— Start EXTRACTED ENTRIES —
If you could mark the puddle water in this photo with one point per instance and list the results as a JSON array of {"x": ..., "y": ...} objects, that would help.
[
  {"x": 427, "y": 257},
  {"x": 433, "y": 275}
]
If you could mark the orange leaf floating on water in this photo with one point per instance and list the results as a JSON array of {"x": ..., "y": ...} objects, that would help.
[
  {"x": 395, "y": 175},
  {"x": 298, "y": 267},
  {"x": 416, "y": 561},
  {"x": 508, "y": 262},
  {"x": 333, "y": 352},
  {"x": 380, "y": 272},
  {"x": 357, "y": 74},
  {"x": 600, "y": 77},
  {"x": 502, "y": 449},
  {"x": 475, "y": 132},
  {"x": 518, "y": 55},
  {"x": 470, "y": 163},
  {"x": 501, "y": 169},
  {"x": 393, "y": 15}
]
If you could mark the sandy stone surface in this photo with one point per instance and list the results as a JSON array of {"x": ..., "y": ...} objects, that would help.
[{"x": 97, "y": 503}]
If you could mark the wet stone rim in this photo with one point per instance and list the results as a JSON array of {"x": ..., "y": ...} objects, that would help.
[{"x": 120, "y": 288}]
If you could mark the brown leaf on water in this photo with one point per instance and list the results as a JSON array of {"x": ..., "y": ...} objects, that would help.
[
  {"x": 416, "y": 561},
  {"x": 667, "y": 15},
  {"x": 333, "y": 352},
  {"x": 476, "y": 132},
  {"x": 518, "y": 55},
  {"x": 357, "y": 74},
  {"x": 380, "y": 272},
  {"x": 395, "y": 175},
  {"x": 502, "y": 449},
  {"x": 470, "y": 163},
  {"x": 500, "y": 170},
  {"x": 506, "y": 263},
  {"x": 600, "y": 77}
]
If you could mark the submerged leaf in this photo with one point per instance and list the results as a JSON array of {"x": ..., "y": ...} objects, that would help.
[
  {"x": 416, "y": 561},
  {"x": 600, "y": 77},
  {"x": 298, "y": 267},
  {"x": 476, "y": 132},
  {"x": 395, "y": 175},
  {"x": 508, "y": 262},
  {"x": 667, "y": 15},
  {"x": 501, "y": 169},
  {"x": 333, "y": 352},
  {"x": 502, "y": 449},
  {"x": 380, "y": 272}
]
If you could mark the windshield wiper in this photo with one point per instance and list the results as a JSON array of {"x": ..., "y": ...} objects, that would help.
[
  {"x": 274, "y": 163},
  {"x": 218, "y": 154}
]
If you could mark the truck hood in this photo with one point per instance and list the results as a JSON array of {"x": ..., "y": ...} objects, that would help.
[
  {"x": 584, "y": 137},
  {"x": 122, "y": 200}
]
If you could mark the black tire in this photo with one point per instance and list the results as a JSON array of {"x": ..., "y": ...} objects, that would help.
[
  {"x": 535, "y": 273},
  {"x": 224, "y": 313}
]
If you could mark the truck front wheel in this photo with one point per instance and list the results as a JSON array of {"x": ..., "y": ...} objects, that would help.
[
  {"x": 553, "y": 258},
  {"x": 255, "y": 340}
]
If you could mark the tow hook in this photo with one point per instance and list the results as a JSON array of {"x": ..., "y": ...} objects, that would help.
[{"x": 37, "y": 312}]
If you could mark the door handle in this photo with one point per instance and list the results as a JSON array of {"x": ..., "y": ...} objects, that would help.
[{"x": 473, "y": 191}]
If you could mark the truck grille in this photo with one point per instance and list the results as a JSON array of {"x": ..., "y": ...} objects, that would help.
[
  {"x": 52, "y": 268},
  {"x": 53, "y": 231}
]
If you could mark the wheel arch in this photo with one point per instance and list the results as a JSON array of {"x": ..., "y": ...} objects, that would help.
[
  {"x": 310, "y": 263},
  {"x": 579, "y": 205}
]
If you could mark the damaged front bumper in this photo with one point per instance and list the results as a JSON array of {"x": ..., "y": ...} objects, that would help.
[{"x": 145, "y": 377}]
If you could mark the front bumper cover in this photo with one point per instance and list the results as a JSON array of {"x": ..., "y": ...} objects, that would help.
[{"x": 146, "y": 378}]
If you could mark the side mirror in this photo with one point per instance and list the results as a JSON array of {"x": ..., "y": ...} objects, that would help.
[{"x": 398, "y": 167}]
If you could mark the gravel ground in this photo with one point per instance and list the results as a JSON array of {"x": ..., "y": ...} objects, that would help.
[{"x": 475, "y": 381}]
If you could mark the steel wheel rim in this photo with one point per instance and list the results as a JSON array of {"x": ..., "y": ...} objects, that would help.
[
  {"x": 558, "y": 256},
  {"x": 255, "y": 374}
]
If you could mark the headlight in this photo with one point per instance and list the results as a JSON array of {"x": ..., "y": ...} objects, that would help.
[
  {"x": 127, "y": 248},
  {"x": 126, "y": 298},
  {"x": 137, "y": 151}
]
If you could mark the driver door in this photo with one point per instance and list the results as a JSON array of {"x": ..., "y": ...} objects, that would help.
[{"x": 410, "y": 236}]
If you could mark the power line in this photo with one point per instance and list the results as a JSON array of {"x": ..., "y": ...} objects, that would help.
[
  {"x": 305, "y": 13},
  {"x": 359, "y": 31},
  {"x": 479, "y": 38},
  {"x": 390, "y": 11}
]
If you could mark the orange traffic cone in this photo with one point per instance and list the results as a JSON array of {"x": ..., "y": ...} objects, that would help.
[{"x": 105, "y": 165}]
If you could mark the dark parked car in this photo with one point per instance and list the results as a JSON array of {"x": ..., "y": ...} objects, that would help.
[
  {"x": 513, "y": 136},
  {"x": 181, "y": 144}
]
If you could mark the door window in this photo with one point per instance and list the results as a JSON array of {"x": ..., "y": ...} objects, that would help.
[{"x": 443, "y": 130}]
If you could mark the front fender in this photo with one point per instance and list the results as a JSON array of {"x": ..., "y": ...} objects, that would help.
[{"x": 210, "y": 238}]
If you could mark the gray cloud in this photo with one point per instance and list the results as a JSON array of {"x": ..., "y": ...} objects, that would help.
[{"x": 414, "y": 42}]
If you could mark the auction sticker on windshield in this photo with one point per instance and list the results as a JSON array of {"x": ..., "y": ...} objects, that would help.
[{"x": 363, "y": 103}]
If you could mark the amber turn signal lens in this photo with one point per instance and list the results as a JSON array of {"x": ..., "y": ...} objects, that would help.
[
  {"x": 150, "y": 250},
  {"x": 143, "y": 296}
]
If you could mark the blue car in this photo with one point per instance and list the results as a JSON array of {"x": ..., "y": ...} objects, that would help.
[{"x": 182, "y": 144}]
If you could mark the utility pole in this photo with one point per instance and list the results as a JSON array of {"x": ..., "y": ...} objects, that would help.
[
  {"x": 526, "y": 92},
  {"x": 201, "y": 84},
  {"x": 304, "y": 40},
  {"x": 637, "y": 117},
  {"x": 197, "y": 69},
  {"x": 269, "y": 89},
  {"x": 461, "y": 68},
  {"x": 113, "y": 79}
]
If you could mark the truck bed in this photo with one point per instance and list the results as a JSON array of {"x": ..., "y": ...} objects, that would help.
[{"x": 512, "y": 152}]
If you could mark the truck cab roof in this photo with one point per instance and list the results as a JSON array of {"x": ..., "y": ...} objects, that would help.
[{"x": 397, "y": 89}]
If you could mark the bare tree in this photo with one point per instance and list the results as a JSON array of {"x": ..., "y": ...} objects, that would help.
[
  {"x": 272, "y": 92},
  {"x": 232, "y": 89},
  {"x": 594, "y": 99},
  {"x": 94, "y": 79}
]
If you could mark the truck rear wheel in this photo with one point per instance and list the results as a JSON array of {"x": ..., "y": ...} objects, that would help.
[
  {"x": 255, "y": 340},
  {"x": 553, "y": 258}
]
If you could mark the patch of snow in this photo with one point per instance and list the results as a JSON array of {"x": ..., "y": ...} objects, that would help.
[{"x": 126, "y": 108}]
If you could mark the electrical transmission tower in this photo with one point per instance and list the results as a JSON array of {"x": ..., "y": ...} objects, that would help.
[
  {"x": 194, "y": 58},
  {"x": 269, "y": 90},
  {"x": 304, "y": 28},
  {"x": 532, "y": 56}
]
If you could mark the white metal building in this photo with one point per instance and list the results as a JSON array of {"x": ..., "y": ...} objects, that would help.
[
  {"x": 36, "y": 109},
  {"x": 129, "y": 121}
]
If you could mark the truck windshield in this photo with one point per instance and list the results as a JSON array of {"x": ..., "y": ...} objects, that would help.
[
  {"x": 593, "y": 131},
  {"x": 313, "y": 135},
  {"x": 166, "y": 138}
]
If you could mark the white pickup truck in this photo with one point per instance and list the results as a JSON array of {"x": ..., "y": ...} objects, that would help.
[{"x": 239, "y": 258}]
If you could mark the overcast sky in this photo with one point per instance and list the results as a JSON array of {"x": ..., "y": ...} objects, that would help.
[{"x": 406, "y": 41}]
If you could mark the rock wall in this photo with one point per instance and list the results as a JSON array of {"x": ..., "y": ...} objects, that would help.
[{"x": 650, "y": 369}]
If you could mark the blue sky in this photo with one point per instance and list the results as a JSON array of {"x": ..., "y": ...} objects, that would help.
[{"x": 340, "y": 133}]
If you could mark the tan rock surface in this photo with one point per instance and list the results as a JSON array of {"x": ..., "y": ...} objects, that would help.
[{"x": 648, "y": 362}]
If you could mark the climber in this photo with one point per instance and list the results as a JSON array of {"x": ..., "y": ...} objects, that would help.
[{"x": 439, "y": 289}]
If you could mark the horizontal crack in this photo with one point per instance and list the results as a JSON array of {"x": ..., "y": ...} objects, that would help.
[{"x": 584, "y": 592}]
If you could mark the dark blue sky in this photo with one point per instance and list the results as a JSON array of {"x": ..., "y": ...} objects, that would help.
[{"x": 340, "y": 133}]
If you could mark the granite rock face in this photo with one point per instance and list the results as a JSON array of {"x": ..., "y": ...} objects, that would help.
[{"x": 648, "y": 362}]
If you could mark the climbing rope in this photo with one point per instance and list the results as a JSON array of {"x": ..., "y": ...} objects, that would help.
— End EXTRACTED ENTRIES —
> _DIRECTION_:
From the line containing "If you could mark the dark blue" through the final line of the listing above, retype every line exactly; leave out everything else.

> _EXERCISE ANSWER_:
If you could mark the dark blue sky in this photo with one point per instance and list the results as a JSON array of {"x": ..., "y": ...} objects, that would help.
[{"x": 340, "y": 133}]
If you could mark the granite rock face in this photo with one point per instance and list the results as a JSON array of {"x": ..., "y": ...} objects, that would help.
[{"x": 648, "y": 362}]
If you could mark the climbing rope in this photo with one point per instance and list the results as a JSON array of {"x": ..., "y": ...} objects, that would help.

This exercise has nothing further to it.